Can you copy every one of the items below word for word, with no line changed?

** Begin MATERIALS PROVIDED **

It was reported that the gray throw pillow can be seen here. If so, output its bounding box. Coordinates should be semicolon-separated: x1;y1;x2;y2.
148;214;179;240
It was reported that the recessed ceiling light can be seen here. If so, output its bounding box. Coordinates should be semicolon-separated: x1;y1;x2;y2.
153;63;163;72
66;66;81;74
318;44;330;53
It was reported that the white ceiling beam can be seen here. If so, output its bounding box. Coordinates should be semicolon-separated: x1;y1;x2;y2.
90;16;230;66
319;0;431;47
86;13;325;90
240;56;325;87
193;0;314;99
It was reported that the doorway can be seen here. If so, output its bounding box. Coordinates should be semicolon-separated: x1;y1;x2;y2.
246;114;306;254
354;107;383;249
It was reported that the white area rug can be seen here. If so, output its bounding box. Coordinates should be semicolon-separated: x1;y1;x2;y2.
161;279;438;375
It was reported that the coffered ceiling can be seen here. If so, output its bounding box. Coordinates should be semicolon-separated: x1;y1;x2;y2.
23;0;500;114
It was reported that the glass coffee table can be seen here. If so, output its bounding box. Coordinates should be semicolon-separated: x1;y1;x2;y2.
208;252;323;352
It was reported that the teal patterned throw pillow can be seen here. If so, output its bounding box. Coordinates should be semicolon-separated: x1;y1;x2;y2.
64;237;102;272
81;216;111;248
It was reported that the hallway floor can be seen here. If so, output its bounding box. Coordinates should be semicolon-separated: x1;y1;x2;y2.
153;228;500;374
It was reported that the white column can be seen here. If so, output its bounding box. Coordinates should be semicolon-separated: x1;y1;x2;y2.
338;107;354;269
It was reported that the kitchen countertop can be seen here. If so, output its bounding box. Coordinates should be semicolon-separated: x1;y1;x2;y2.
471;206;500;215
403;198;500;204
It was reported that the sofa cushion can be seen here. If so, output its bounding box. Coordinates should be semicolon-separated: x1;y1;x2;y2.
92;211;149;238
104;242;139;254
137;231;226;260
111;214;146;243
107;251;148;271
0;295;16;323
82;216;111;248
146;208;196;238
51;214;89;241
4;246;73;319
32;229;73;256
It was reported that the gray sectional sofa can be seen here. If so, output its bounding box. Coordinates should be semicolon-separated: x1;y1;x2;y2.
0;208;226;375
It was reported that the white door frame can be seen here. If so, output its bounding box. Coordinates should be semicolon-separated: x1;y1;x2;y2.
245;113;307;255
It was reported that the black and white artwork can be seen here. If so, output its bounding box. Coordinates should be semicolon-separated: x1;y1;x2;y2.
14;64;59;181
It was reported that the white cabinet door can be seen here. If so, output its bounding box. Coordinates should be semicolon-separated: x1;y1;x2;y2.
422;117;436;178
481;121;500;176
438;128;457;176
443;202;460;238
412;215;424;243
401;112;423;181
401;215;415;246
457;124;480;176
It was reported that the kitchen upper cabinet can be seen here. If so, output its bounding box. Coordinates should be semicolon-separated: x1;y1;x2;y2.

** End MATERIALS PROVIDED **

TASK RESULT:
It was reported that the gray throw pillow can be seen here. If so, output its bounding box. Coordinates should be semicolon-separated: x1;y1;x2;y2.
148;214;179;240
It was reported that the recessed ceiling light can be seen here. If so, output its bounding box. Coordinates should be semicolon-separated: x1;y1;x2;y2.
153;63;163;72
66;66;81;74
318;44;330;53
It was reported that the white ceiling beam can be seen here. If so, output its bounding box. Coordinates should be semicolon-separated: x1;y1;x2;y2.
90;16;230;66
319;0;431;47
86;13;325;90
240;56;325;87
193;0;314;99
It was reported that the doorway can be seen here. If so, output its bounding box. Coordinates should be semicolon-separated: x1;y1;x2;y2.
246;114;306;254
354;107;383;249
It was reported that the white area rug can be seen here. If so, output its bounding box. Coordinates should be semicolon-separated: x1;y1;x2;y2.
161;279;438;375
It was reported that the coffered ceiling can be seen here. If so, output its bounding box. Coordinates should be semicolon-separated: x1;y1;x2;y2.
23;0;500;114
It was reported that the glass coffee table can be seen here. If so, output its bounding box. Coordinates should be semicolon-separated: x1;y1;x2;y2.
208;252;323;352
It was reported that the teal patterned throw pillow can be seen here. If so, output its bounding box. Coordinates should be semicolon-separated: x1;y1;x2;y2.
64;237;102;272
81;216;111;248
It was reported that the hallway floor can be seen here. If so, output its bounding box. Coordinates should be semicolon-separated: x1;y1;x2;y2.
153;228;500;374
It was reported that the white column can be seen here. If so, output its bounding box. Coordinates should be semicolon-separated: x1;y1;x2;y2.
338;107;354;269
It was reported that the kitchen countertop can be seen here. If so, output its bounding box. Coordinates should be semicolon-separated: x1;y1;x2;y2.
471;206;500;215
403;198;500;204
It was reported that the sofa cushion can be seen here. If so, output its bounding box. Coordinates should be semicolon-separated: x1;y1;x2;y2.
92;211;149;238
104;242;139;254
137;231;226;260
111;214;146;243
107;251;148;271
0;295;16;323
82;216;111;248
146;208;196;238
51;214;89;241
4;246;73;319
32;229;73;256
It was reported that the gray sectional sofa can be seen here. If so, output its bounding box. Coordinates should be semicolon-separated: x1;y1;x2;y2.
0;208;226;375
It was reported that the white door frame can be seen here. If so, output its bounding box. Coordinates should be semicolon-separated: x1;y1;x2;y2.
245;113;307;255
It was reported that the black and white artwork can be seen here. If so, output its bounding box. Coordinates should be semicolon-separated: x1;y1;x2;y2.
14;64;59;181
It was reported that the white cabinet door can be seen here. If so, output its bounding box. Coordinates should be semicolon-separated: x1;y1;x2;y2.
422;117;436;178
481;121;500;176
438;128;457;176
443;202;460;238
412;215;424;243
401;112;423;181
401;215;415;246
457;124;480;176
It was reported that the kitchen upper cabinet can be seen here. If so, output its bounding box. Coordinates should be semicolon-separated: x1;y1;x2;y2.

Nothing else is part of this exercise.